▶ [正文]:

>>>

Bitap算法

Bitap算法（或稱為shift-or、shift-and、Baeza-Yates–Gonnet算法）是一種字符串近似匹配算法。該算法可判斷給定的文本是否包含與定義模式「近似相等」的子字符串。其中，根據萊文斯坦距離 – 如果子字符串和定義模式彼此在給定距離「K」之內，則該算法認為他們近似。該算法預先計算一組位掩碼，其中每個位掩碼的每一個元素都包含一個模式。然後，它可以通過按位操作以完成大部分工作。

可以將Bitap算法作為Unix 軟體開發工具 agrep的基礎算法之一，它由Udi Manber（英語：Udi Manber）、Sun Wu和Burra Gopal開發。Udi Manber和Sun Wu的原始論文對算法進行了擴展，以處理一般正則表達式的模糊匹配。

由於算法需要的資料結構，它在小於固定長度（通常是字長）的模式上表現最佳。但是，一旦針對給定的字長「m」進行定義，則其運行時間是完全可以預測的——無論文本的結構或模式如何，它的運行時間均為O（"mn"）。

搜索精確字符串的Bitap算法在1964年由BálintDömölki發明，並由R. K. Shyamasundar在1977年進行了擴充。隨後，在1989年由Ricardo Baeza-Yates（英語：Ricardo Baeza-Yates）和Gaston Gonnet（英語：Gaston Gonnet）開發，該算法也延伸到了處理字符、通配符和不匹配字符。1991年，Manber（英語：Udi Manber）和Sun Wu對其進行了擴展，以處理插入和刪除操作（完全的模糊字符串搜索）。此算法後來在1996年由 Baeza-Yates和Navarro（英語：Gonzalo Navarro）改進。

精確搜尋

完全通用的用於搜尋精確字符串的Bitap算法偽代碼，如下所示：

algorithm bitap_search is
    input: text as a string.
           pattern as a string.
    output: string
    m := length(pattern)

    if m = 0 then
        return text

    /* 初始化位数组R */
    R := new array[m+1] of bit, initially all 0
    R[0] := 1

    for i := 0; i < length(text); i += 1 do
        /* Update the bit array. */
        for k := m; k ≥ 1; k -= 1 do
          R[k] := R[k - 1] & (text[i] = pattern[k - 1])

        if R[m] then
            return (text + i - m) + 1

    return null

如上程序所示，Bitap在自然映射到簡單的按位運算上與其他著名的字符串搜索算法不同。注意，在該實例中與多數人的直覺相反的是：值為0的每個位表示與其匹配，而值為1的每個位表示不匹配。可以使用0和1的直觀含義編寫相同的算法，但是在這種情況下，我們必須在內部循環中引入另一條指令來設置R |= 1。

為了將一般實例中的(text[i] == pattern[k-1])條件轉換為按位運算，我們需要為CHAR_MAX附加位掩碼。因此，Bitap算法在應用於查找較少字符串時性能更好。

 #include <string.h>
 #include <limits.h>
 
 const char *bitap_bitwise_search(const char *text, const char *pattern)
 {
     int m = strlen(pattern);
     unsigned long R;
     unsigned long pattern_mask[CHAR_MAX+1];
     int i;
 
     if (pattern[0] == '\0') return text;
     if (m > 31) return "The pattern is too long!";
  
     /* 初始化位数组R */
     R = ~1;
 
     /* 初始化位掩码 */
     for (i=0; i <= CHAR_MAX; ++i)
       pattern_mask[i] = ~0;
     for (i=0; i < m; ++i)

<<<

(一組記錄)

>>>

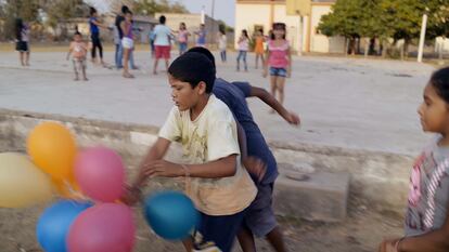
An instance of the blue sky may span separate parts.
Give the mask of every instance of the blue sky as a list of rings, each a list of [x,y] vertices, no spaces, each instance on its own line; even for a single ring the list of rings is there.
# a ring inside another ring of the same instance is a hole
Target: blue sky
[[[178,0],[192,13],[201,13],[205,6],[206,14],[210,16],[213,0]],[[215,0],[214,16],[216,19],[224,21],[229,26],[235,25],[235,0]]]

<<<
>>>

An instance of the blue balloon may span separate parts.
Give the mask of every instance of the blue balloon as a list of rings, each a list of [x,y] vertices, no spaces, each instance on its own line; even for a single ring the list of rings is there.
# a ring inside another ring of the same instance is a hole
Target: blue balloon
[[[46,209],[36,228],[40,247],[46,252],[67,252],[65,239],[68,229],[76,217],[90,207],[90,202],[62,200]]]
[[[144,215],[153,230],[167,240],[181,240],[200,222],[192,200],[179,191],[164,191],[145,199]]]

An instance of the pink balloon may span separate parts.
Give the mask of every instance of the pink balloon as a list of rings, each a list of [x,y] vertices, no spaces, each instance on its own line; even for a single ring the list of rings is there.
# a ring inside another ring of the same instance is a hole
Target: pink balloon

<<<
>>>

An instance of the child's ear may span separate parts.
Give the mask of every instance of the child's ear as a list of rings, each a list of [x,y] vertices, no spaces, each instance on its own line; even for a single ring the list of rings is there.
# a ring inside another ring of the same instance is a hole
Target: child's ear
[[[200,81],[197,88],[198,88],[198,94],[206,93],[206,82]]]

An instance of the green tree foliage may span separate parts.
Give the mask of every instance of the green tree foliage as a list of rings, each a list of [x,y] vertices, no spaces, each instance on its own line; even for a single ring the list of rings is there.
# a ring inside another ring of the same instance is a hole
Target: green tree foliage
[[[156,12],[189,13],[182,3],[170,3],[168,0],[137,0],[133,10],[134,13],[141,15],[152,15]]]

<<<

▶ [任務說明 1]:
以下三個問題都關於這篇Bitap算法的正文，答案各標 (a)、(b)、(c)：
(a) Bitap算法另外還稱為哪些名稱？
(b) Unix 軟體開發工具 agrep 由誰開發？
(c) 1991年，Manber和Sun Wu把算法擴展來處理哪些操作？
▶ [任務說明 2]:
下列說法是否與這篇Bitap算法的正文相符？逐條回答是或否，並引用正文中起決定作用的原句。
(a) 在正文的實例中，值為1的位表示匹配。
(b) Bitap算法在小於固定長度的模式上表現最佳。
(c) 在C代碼中，模式長度大於31時，函數返回一個提示模式過長的字符串。
▶ [任務說明 3]: 這篇講Bitap算法的正文在最後一行停住了，能從那裡接著寫下去嗎？

▶ [最終答案 1]:
(a) shift-or、shift-and、Baeza-Yates–Gonnet算法。
(b) Udi Manber、Sun Wu和Burra Gopal。
(c) 插入和刪除操作（完全的模糊字符串搜索）。

▶ [最終答案 2]:
(a) 否：「值為0的每個位表示與其匹配，而值為1的每個位表示不匹配」
(b) 是：「它在小於固定長度（通常是字長）的模式上表現最佳」
(c) 是：「if (m > 31) return "The pattern is too long!";」

▶ [最終答案 3]:
       pattern_mask[pattern[i]] &= ~(1UL << i);
 
     for (i=0; text[i] != '\0'; ++i) {
         /* 更新位数组 */
         R |= pattern_mask[text[i]];
         R <<= 1;
 
         if (0 == (R & (1UL << m)))
           return (text + i - m) + 1;
     }
 
     return NULL;
 }

模糊搜尋

為了使用Bitap算法執行模糊字符串的查找，有必要將位數組「R」擴展到第二尺度。現在，我們有了「k」個不同的數組_1..k – 數組 R_i，而不是具有隨文本長度變化的單個數組「R」。「R_i」數組包含模式前綴的表示形式，該模式的前綴與「i」或擁有更少錯誤的當前字符串的任何後綴相匹配。在這種情況下，錯誤可以是插入、刪除或替換的。有關這些操作的更多信息，請參見萊文斯坦距離。

下面的實例使用模糊Bitap算法執行模糊匹配（英語：fuzzy matching）（返回的第一個匹配值，錯誤率最高為「 k」）。但是，它僅僅關注替換，而不關注插入或刪除 – 換句話說，是[k]的漢明距離。同上一個實例，0和1的含義與它們的常規含義相反。

 #include <stdlib.h>
 #include <string.h>
 #include <limits.h>
 
 const char *bitap_fuzzy_bitwise_search(const char *text, const char *pattern, int k)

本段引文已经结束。